18 mars 2020

Temps de lecture : 10 min

Brooklyn Shelter

Les cinq premiers jours du reste de sa vie ? C'est un peu ce que raconte très joliment le Président de Sixième Son, Michaël Boumendil, qui depuis 4 ans vit à NY avec sa famille (sa femme et 5 enfants, de 4 à 13 ans, Théo, Bethsabée, EvaLuna, Elia, Gabrielle), et pilote le développement international de l'agence. Dans Brooklyn Shelter, petit journal de bord du confinement qu'il a décidé d'écrire pour sa famille et aussi pour ses équipes françaises, ses amis qui sont à l'autre bout du monde, il est drôlement touchant.

Les cinq premiers jours du reste de sa vie ? C’est un peu ce que raconte très joliment le Président de Sixième Son, Michaël Boumendil, qui depuis 4 ans vit à NY avec sa famille (sa femme et 5 enfants, de 4 à 13 ans, Théo, Bethsabée, EvaLuna, Elia, Gabrielle), et pilote le développement international de l’agence.  Dans Brooklyn Shelter, petit journal de bord du confinement qu’il a décidé d’écrire pour sa famille et aussi pour ses équipes françaises, ses amis qui sont à l’autre bout du monde, il est drôlement touchant.

Entrées du jeu de données:
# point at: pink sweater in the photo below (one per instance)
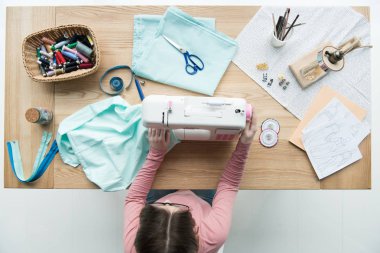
(213, 222)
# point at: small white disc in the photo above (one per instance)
(270, 124)
(268, 138)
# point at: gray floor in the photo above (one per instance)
(77, 221)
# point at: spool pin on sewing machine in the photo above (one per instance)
(197, 118)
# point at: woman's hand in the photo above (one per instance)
(250, 129)
(159, 139)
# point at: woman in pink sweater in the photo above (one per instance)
(181, 222)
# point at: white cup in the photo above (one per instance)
(279, 43)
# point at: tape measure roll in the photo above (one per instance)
(268, 138)
(116, 84)
(269, 133)
(271, 124)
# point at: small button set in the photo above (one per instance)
(270, 128)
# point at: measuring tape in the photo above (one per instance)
(269, 133)
(117, 84)
(40, 165)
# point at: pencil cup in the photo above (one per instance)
(275, 42)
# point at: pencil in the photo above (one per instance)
(274, 25)
(291, 26)
(286, 17)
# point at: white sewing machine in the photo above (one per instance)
(197, 118)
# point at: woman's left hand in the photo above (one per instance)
(159, 139)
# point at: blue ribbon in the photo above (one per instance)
(39, 167)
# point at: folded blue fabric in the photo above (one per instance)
(145, 29)
(108, 139)
(157, 60)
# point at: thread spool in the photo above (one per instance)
(43, 72)
(90, 40)
(82, 48)
(48, 41)
(39, 115)
(72, 45)
(70, 69)
(61, 44)
(69, 55)
(46, 54)
(48, 49)
(82, 57)
(71, 64)
(116, 84)
(43, 49)
(86, 65)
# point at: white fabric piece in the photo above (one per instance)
(334, 24)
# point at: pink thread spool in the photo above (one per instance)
(82, 57)
(248, 112)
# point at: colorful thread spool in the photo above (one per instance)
(82, 57)
(82, 48)
(69, 55)
(48, 41)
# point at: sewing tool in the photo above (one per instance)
(197, 118)
(321, 61)
(271, 124)
(39, 115)
(116, 83)
(40, 165)
(193, 62)
(270, 128)
(282, 29)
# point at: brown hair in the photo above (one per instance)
(163, 232)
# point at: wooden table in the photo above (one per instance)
(189, 165)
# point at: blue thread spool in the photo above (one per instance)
(116, 83)
(82, 48)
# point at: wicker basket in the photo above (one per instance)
(32, 41)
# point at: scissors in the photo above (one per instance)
(193, 62)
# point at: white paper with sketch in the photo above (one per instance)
(332, 137)
(334, 24)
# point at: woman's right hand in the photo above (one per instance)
(250, 129)
(159, 139)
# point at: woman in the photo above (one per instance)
(182, 222)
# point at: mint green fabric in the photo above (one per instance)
(159, 61)
(145, 29)
(108, 139)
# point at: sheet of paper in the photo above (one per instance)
(334, 24)
(325, 95)
(332, 137)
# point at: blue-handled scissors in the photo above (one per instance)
(193, 62)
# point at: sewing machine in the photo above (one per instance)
(197, 118)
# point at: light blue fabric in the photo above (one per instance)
(145, 29)
(161, 62)
(108, 139)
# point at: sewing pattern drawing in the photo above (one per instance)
(332, 137)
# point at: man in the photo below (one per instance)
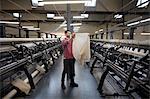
(69, 60)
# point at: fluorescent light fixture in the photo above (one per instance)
(65, 28)
(128, 33)
(76, 27)
(91, 3)
(118, 16)
(142, 3)
(17, 15)
(145, 34)
(96, 31)
(35, 2)
(27, 27)
(72, 24)
(101, 30)
(145, 20)
(33, 29)
(78, 17)
(135, 23)
(76, 24)
(58, 17)
(141, 21)
(85, 15)
(7, 22)
(50, 15)
(62, 2)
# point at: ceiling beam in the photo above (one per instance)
(104, 21)
(89, 12)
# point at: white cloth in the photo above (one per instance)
(81, 47)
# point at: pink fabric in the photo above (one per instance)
(67, 45)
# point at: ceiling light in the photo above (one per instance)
(17, 15)
(75, 24)
(33, 29)
(50, 15)
(134, 23)
(128, 33)
(7, 22)
(58, 17)
(72, 24)
(145, 20)
(101, 30)
(141, 21)
(85, 15)
(35, 2)
(62, 2)
(65, 28)
(96, 31)
(78, 17)
(142, 3)
(76, 27)
(118, 16)
(91, 3)
(145, 34)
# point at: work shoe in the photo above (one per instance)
(63, 86)
(73, 85)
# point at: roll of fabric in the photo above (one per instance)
(81, 47)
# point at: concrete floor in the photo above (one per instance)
(49, 86)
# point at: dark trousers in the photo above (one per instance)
(68, 69)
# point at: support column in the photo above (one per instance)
(131, 33)
(2, 31)
(111, 34)
(68, 17)
(39, 34)
(27, 34)
(122, 34)
(102, 34)
(46, 35)
(106, 30)
(51, 35)
(19, 25)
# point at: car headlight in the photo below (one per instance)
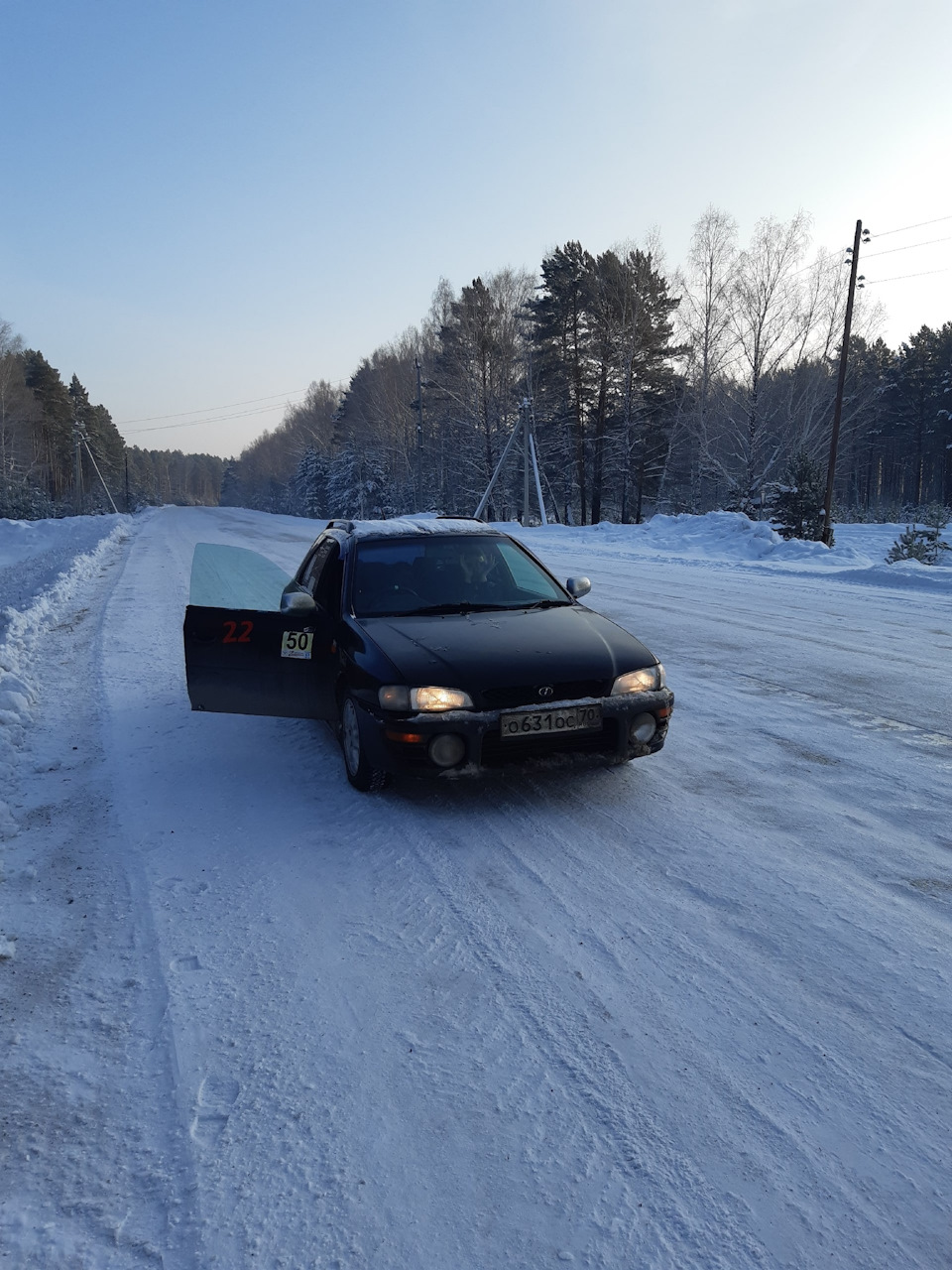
(395, 697)
(640, 681)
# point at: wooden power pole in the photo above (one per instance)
(841, 382)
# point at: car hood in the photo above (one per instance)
(502, 649)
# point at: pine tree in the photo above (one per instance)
(796, 506)
(921, 544)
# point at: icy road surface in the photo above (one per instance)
(693, 1012)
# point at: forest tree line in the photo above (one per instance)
(684, 391)
(61, 454)
(647, 389)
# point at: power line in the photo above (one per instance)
(928, 273)
(221, 418)
(911, 246)
(206, 409)
(919, 226)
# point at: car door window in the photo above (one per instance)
(327, 578)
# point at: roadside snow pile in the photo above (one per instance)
(36, 549)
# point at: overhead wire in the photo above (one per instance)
(207, 409)
(911, 246)
(221, 418)
(906, 227)
(901, 277)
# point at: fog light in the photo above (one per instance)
(643, 729)
(447, 749)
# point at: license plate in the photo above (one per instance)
(549, 722)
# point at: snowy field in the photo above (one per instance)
(692, 1012)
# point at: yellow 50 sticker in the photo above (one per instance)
(298, 644)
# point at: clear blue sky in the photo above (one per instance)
(212, 202)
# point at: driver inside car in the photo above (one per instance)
(475, 563)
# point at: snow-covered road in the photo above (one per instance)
(693, 1012)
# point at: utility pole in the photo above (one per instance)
(417, 405)
(77, 466)
(841, 381)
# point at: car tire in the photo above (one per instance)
(362, 776)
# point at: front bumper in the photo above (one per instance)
(400, 742)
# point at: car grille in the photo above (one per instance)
(527, 694)
(497, 752)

▸ **Consignes**:
**A.** Recopiez le texte sur Brooklyn Shelter de « Les cinq premiers jours du reste de sa vie ? C'est » jusqu'à « l'autre bout du monde, il est drôlement touchant. ».
**B.** D'après le texte sur Brooklyn Shelter, depuis combien de temps Michaël Boumendil vit-il à New York ?
Vous n'avez pas besoin des enregistrements.

▸ **Réponses dans l'ordre**:
**A.**
Les cinq premiers jours du reste de sa vie ? C'est un peu ce que raconte très joliment le Président de Sixième Son, Michaël Boumendil, qui depuis 4 ans vit à NY avec sa famille (sa femme et 5 enfants, de 4 à 13 ans, Théo, Bethsabée, EvaLuna, Elia, Gabrielle), et pilote le développement international de l'agence. Dans Brooklyn Shelter, petit journal de bord du confinement qu'il a décidé d'écrire pour sa famille et aussi pour ses équipes françaises, ses amis qui sont à l'autre bout du monde, il est drôlement touchant.

**B.** Depuis 4 ans.